● EXERCISE
Go through the data below. Pull out every line that has the word "canopy".
** DATA FOR PROCESSING follows **
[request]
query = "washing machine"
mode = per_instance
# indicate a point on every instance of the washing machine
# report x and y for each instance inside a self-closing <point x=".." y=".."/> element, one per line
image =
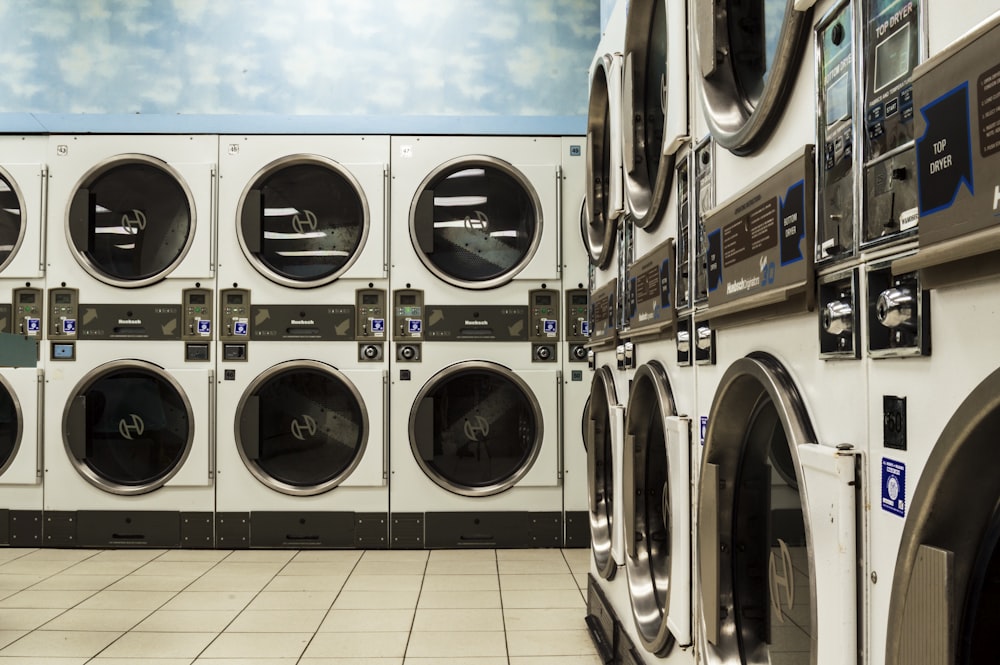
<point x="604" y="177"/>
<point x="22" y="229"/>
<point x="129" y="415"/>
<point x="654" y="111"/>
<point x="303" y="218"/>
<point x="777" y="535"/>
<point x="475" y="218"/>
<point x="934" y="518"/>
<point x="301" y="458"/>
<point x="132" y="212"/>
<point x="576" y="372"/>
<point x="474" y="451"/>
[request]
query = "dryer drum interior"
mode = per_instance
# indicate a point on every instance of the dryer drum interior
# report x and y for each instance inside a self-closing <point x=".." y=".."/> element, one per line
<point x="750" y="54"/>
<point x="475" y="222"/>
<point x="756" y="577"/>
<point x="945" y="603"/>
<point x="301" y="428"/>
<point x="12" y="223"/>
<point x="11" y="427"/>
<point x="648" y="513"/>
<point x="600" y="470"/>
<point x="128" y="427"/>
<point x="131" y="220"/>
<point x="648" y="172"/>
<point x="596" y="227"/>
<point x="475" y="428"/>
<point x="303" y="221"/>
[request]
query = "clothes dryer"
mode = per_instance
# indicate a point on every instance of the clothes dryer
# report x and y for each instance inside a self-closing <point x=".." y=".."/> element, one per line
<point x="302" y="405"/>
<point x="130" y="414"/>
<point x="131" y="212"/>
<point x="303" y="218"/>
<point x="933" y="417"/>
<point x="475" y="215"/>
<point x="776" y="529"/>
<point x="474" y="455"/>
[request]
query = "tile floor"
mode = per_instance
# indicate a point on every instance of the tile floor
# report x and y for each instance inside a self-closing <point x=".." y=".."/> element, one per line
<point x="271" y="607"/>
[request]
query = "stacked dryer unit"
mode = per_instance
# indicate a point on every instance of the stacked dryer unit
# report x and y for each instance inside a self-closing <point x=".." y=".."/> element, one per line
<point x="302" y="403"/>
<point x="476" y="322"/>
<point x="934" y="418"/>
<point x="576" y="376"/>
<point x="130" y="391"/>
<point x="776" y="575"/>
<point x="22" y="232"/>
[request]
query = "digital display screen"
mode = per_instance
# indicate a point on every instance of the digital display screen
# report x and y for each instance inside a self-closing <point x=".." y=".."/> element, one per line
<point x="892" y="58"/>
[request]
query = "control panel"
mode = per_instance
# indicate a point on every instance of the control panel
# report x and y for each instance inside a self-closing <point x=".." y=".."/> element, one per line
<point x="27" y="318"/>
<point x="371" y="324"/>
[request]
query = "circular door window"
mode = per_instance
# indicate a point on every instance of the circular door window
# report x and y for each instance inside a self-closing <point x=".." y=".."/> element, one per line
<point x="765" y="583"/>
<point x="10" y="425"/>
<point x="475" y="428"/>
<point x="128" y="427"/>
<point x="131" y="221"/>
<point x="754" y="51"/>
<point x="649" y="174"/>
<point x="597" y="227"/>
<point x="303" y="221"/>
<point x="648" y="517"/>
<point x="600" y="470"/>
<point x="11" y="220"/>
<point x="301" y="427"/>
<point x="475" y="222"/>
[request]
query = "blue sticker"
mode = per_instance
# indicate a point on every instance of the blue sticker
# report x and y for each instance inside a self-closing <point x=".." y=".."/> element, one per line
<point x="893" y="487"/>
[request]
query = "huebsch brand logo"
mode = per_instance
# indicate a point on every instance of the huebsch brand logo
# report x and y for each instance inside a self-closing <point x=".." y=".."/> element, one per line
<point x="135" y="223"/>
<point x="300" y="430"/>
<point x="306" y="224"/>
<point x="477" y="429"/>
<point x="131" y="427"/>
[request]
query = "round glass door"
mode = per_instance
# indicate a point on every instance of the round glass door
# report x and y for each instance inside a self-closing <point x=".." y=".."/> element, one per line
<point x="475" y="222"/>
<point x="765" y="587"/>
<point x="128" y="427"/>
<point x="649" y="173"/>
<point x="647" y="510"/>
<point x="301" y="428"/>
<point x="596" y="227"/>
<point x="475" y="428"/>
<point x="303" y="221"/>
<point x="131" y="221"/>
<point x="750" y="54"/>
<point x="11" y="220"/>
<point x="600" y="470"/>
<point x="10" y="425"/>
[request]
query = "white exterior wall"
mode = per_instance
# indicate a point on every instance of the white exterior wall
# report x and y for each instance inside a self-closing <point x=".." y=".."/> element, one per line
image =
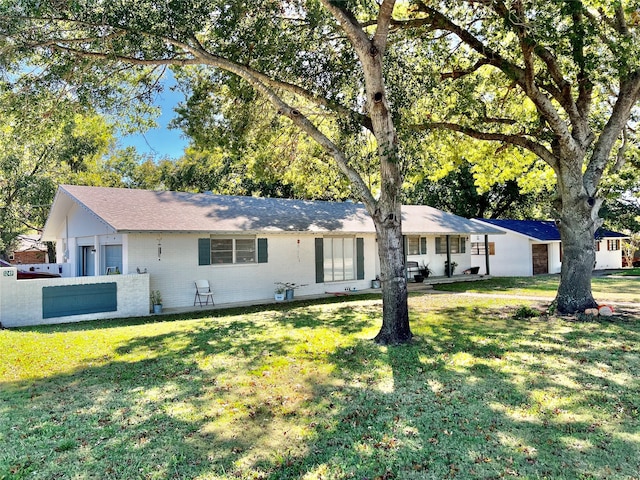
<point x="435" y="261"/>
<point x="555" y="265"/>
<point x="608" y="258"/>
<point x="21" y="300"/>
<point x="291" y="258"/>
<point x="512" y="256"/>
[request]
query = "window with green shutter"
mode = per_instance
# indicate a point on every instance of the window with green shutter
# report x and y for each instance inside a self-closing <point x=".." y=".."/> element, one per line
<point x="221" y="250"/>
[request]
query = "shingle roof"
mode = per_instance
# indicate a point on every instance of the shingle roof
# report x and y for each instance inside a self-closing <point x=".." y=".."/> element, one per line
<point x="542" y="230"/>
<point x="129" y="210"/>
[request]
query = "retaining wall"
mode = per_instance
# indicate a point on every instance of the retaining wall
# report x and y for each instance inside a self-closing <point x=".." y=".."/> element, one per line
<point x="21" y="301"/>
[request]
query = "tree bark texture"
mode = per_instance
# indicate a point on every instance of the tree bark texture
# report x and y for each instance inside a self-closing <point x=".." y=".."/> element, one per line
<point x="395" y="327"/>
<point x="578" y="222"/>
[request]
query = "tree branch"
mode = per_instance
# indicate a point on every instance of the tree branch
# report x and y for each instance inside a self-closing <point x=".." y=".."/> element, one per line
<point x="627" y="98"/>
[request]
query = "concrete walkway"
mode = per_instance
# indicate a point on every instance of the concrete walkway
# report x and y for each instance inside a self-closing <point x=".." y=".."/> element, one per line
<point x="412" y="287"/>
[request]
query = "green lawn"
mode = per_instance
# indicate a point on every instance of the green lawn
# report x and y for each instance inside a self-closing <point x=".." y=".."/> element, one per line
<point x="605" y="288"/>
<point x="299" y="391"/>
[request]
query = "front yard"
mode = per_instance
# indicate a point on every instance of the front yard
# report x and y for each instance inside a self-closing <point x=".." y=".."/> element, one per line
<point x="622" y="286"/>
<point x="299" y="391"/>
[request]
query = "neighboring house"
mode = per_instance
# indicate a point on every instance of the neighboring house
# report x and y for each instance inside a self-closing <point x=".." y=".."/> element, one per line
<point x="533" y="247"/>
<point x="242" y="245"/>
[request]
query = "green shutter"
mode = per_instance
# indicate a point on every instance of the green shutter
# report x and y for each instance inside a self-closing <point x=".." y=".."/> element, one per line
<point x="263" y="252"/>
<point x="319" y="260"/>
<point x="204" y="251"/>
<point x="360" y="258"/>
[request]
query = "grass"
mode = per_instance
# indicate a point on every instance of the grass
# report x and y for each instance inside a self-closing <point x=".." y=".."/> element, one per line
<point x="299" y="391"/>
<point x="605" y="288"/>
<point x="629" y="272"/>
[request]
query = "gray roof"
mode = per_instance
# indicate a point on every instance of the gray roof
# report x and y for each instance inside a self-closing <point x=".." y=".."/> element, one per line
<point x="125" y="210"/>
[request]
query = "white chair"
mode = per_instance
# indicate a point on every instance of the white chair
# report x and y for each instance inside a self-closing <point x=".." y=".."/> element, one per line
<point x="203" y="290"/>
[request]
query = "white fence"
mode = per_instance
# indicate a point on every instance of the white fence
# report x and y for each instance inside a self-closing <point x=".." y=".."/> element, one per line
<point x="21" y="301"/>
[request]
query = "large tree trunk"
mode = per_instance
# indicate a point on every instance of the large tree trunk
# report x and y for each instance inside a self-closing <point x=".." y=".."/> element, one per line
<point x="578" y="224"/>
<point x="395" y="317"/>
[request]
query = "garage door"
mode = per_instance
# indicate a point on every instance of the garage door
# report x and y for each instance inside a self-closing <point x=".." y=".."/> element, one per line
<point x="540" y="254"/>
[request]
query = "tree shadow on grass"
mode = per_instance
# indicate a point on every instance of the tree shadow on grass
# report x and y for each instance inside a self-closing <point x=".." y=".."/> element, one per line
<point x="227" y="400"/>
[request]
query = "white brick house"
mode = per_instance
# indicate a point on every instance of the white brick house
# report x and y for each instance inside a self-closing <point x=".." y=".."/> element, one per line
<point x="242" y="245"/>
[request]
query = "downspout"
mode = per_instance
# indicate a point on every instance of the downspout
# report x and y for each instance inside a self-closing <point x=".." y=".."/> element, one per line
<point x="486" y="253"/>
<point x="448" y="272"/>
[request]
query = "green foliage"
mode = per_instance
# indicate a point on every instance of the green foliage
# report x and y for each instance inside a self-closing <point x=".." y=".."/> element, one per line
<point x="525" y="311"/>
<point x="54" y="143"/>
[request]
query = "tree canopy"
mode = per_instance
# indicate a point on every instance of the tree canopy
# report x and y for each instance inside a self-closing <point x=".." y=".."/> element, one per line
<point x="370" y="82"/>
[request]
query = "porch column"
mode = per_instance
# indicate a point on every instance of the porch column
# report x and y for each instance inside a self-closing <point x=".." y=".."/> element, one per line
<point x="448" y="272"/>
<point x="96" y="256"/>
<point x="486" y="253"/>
** End of DATA FOR PROCESSING **
● WORKED SOLUTION
query = "tree canopy"
# indicate a point on every instance of the tree canopy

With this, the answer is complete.